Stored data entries
+++

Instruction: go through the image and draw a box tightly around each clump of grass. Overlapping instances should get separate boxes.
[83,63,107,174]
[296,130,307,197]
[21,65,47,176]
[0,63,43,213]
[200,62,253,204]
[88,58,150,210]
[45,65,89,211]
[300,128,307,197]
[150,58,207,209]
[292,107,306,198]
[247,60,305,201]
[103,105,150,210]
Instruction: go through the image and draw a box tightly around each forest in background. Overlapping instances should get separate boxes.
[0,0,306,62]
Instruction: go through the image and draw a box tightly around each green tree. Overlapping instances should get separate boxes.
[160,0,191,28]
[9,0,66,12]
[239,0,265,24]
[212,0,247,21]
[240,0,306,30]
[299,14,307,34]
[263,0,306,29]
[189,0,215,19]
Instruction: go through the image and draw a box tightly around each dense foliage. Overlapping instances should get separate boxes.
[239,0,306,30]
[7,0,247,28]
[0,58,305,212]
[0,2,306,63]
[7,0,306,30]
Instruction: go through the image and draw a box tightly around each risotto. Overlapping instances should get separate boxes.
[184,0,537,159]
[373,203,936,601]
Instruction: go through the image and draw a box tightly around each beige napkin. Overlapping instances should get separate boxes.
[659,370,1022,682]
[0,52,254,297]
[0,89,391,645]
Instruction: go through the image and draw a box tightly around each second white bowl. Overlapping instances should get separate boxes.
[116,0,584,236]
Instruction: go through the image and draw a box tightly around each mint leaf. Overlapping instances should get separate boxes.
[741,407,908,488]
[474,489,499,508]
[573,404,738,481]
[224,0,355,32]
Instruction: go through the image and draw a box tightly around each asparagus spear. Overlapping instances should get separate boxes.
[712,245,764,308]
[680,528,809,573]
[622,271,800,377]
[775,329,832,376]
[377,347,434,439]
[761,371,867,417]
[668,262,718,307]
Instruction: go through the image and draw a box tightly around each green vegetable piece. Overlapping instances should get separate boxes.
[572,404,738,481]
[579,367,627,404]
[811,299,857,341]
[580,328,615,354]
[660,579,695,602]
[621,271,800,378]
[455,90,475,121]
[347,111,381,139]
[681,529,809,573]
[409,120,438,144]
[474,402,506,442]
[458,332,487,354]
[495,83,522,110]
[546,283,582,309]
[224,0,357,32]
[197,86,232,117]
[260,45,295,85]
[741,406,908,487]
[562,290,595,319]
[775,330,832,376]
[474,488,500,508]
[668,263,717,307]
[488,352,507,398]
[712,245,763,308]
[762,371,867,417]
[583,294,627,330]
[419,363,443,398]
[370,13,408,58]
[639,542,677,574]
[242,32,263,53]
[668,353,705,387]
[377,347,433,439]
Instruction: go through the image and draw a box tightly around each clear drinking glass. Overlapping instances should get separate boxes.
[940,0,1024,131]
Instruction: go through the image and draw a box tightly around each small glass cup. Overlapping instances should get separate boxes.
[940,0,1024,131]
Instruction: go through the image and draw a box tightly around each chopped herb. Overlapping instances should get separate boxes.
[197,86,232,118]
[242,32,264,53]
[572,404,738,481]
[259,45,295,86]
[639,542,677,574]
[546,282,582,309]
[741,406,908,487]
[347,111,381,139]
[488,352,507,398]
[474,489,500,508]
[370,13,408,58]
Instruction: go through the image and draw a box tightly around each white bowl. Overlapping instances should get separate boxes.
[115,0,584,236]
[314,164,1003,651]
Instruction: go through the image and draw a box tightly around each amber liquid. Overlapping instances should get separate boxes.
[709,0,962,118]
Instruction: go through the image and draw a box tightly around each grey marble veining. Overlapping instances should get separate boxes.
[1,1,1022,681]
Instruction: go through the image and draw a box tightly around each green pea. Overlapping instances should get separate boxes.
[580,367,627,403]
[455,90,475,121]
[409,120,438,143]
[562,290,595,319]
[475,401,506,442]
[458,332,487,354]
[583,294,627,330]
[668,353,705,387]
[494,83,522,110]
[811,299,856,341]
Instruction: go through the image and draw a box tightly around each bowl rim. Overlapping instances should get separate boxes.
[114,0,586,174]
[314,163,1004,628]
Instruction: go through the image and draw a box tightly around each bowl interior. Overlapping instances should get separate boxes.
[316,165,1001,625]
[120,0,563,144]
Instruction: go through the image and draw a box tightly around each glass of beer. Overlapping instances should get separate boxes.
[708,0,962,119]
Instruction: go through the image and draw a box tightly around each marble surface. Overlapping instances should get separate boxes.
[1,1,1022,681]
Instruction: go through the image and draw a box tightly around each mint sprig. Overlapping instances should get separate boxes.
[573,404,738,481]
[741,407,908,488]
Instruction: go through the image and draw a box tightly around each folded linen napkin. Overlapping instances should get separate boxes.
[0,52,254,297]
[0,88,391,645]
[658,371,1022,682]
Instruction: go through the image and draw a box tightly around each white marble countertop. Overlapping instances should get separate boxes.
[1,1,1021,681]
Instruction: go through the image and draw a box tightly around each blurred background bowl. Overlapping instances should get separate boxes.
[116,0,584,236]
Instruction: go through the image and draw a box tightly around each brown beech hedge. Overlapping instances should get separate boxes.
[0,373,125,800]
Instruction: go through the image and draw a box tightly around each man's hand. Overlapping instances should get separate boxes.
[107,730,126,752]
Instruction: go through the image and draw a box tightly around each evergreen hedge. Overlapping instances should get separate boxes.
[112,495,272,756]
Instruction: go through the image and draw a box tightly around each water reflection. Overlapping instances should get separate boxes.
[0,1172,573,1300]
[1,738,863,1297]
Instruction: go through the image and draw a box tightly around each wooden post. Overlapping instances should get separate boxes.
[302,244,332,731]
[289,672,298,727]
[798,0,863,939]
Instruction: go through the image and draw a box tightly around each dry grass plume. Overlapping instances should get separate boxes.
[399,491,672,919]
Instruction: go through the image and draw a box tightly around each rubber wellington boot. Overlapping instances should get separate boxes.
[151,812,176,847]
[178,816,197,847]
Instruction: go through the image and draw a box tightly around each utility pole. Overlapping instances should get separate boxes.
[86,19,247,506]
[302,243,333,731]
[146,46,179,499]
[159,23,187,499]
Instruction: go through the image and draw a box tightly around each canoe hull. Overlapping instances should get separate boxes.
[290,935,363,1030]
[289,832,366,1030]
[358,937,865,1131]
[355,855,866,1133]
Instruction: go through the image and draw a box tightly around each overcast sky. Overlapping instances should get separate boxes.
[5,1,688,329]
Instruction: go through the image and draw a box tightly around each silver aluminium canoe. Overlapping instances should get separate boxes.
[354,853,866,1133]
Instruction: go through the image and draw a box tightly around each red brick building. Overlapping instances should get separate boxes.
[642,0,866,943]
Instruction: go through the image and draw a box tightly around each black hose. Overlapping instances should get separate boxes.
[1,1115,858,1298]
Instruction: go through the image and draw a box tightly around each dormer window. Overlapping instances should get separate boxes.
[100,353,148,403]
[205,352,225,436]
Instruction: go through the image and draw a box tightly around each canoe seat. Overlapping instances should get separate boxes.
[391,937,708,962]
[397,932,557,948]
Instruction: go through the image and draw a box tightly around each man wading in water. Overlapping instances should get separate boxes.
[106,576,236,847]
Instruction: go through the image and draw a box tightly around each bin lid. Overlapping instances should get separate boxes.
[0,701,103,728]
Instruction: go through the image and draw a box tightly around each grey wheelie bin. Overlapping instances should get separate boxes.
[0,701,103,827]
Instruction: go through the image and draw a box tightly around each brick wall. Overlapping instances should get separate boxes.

+++

The records above should be restated word for word in their entirety.

Instruction: go through the image and draw a box tightly around each clump of grass. Overlapping instances should get separate boxes.
[83,63,107,174]
[296,130,307,197]
[21,65,47,176]
[0,63,43,213]
[200,62,253,204]
[88,58,150,210]
[45,65,89,211]
[300,128,307,197]
[150,58,207,209]
[292,107,306,198]
[247,60,305,201]
[103,105,150,210]
Instruction: go through the image and draw a box tightly around each forest in background. Overlapping instances should get separate boxes.
[0,0,306,62]
Instruction: go through the image and draw a box tightly around each green tree. Overlapping instances should get separate boxes.
[160,0,191,28]
[9,0,66,12]
[239,0,265,24]
[212,0,247,21]
[240,0,306,30]
[299,14,307,34]
[263,0,306,29]
[189,0,215,19]
Instruction: go through the image and draw a box tightly around each dense foliage. Overlapping instances should get separate boxes.
[239,0,306,30]
[7,0,247,28]
[0,58,305,212]
[0,2,306,63]
[7,0,306,30]
Instruction: go through the image and draw a box tightly around each risotto. Overlapping instances should get separate boxes.
[184,0,537,159]
[373,203,936,601]
Instruction: go through the image and draw a box tightly around each beige napkin. Overlapping instances should get separate boxes.
[659,370,1022,682]
[0,52,254,297]
[0,89,391,645]
Instruction: go through the image and draw a box tightly around each second white bowl. Overlapping instances should get separate boxes.
[116,0,584,236]
Instruction: go through the image and draw a box tightly around each mint leaf. Overlapping instances should get separate boxes.
[741,407,908,488]
[474,489,499,508]
[573,404,738,481]
[224,0,355,32]
Instruction: go through the image and draw a box tightly around each asparagus spear. Overlapping instances should get separate boxes.
[712,245,764,308]
[680,528,809,573]
[622,271,800,377]
[775,329,832,376]
[377,347,434,439]
[761,371,867,417]
[668,262,718,307]
Instruction: go through the image and draw a box tightly around each green vegetable piece. Overlapping instances should get separate boxes.
[572,404,738,481]
[579,367,627,404]
[811,299,857,341]
[580,328,615,354]
[660,579,695,602]
[621,271,800,378]
[455,90,475,121]
[347,111,381,139]
[681,529,809,573]
[409,120,438,144]
[474,402,506,442]
[458,332,487,354]
[495,83,522,110]
[546,283,582,309]
[224,0,357,32]
[197,86,232,117]
[260,45,295,85]
[741,406,908,487]
[562,290,595,319]
[775,330,832,376]
[474,488,500,508]
[668,263,717,307]
[488,352,507,398]
[712,245,763,308]
[762,371,867,417]
[583,294,627,330]
[419,363,443,398]
[370,13,408,58]
[639,542,677,574]
[242,32,263,53]
[668,353,705,387]
[377,347,433,439]
Instruction: go through the image and draw a box tightly around each clear drinking glass. Overlapping instances should get separate boxes.
[940,0,1024,131]
Instruction: go through the image and draw a box tightly around each small glass cup. Overlapping instances should get separate boxes.
[940,0,1024,131]
Instruction: go through the image and draw a box tightly around each chopped herb. Overlapping instances should get separate boxes.
[197,86,232,118]
[242,32,264,53]
[572,404,738,481]
[259,45,295,86]
[639,542,677,574]
[546,282,582,309]
[741,406,908,487]
[347,111,381,139]
[488,352,507,398]
[474,489,500,508]
[370,13,408,58]
Instruction: go through the image and draw a box tightly around each white bowl. Overlapping instances should get separate boxes.
[115,0,584,236]
[314,164,1003,651]
Instruction: go through the image and draw a box tightly around each amber liquid. Overlapping instances should get separate boxes.
[709,0,962,118]
Instruction: go through the image and draw a box tightly around each grey marble veining. Overlapping instances should get separate boxes.
[1,1,1022,681]
Instruction: go through the image and draw a box tightly around each green pea. Overlapping instances should get separate boxes.
[580,367,627,403]
[455,90,475,121]
[409,120,438,143]
[562,290,595,319]
[475,401,506,442]
[458,332,487,354]
[583,294,627,330]
[668,353,705,387]
[494,83,522,110]
[811,299,856,341]
Instruction: go through the image and draw a box tightly around each bowl rim. Overlapping instances should get separate boxes.
[114,0,586,174]
[314,163,1004,628]
Instruction: go through the image and draw a box tightly around each bowl interior. Overlapping instances should get separate boxes.
[316,165,1001,625]
[120,0,563,144]
Instruction: go through the image and draw a box tightly around each glass of beer. Overlapping instances should get separate boxes.
[708,0,962,119]
Instruction: go through the image and draw a box tightly around each marble surface. Overlapping instances should get separate boxes.
[1,1,1022,681]
Instruction: go through the image and draw a box tightly around each mint sprig. Overlapping instances should get separate boxes.
[573,404,738,481]
[741,407,908,488]
Instruction: go through the image and draw a box tightly around each folded linen napkin. Overlapping instances should get separate boxes.
[0,52,254,297]
[0,88,391,645]
[658,371,1022,682]
Instruction: go through the image and draw a box tightly around each white marble countertop. Overlapping instances should get separate boxes.
[1,1,1021,681]
Instruction: go through the image and draw a box tightly around each blurred background bowl. Overlapping instances should get separate boxes.
[116,0,584,236]
Instruction: go through the image and draw a box tightly around each brown beech hedge. Overlapping instances should get separate boxes.
[0,373,125,800]
Instruction: go through the image and draw a box tightly around each man's hand. Overlapping instances should get separate boxes.
[107,730,126,752]
Instruction: go through the image and draw a box tightly around each evergreen hedge. Overlapping instances should get separate boxes.
[112,495,272,756]
Instruction: go through the image and draw a box tightly around each water reflection. Overlapping instances should get separate boxes.
[0,1172,573,1300]
[1,738,863,1297]
Instruction: go through the image and draw a box tightly around each wooden post. Overlapping instances should get separate boxes.
[302,244,332,731]
[289,672,298,727]
[798,0,863,939]
Instruction: go through the image and draw a box tightly around each dry grass plume. Overlapping instances should get separate boxes.
[399,491,672,919]
Instruction: go through the image and draw a box tightly around each rubber wellington boot. Overlapping instances should get separate boxes.
[151,812,176,847]
[178,816,197,847]
Instruction: go through the image and draw a box tightly around each utility pole. Overlapping instances should get separate boxes.
[86,19,247,506]
[302,243,333,731]
[146,46,179,499]
[159,23,187,499]
Instruction: go through the image and draw a box tightly around each canoe hull. Overlapping instances should get separate boxes.
[290,935,363,1030]
[289,832,366,1030]
[358,937,865,1131]
[355,855,866,1133]
Instruction: go through the image and draw a box tightly around each overcast sky. Overlapping instances should get separate boxes.
[5,1,688,329]
Instruction: go through the image and draw a box tightly around each silver aluminium canoe. Overlapping instances should get separate boxes.
[354,853,866,1133]
Instruction: go through the image and draw a box tightly around each red brick building. Overlapping instances should get separate boxes.
[642,0,866,943]
Instruction: go through the image and draw a box tightly around each black hose. Overlapping instances should get separate boxes.
[1,1115,858,1298]
Instruction: go through the image and draw a box tightly around each dormer window. Overlapping instances should get separate boxes.
[100,353,148,403]
[205,352,225,436]
Instruction: go through the image and draw a box tightly around each canoe seat. Overlapping instances should get separate boxes.
[391,937,708,962]
[397,932,557,948]
Instruction: go through the image and draw a box tightly around each man wading in water. Overlapping instances should get separate boxes.
[106,576,236,847]
Instruction: go through the image and draw a box tightly around each bin lid. Overlapping instances should get separate boxes.
[0,701,103,728]
Instruction: go through the image and draw a box tightly around each grey wheelie bin. Overlapping instances should get separate boxes.
[0,701,103,827]
Instruction: go through the image and draw a box tightly around each brick wall. Overlapping instances should get separate boxes.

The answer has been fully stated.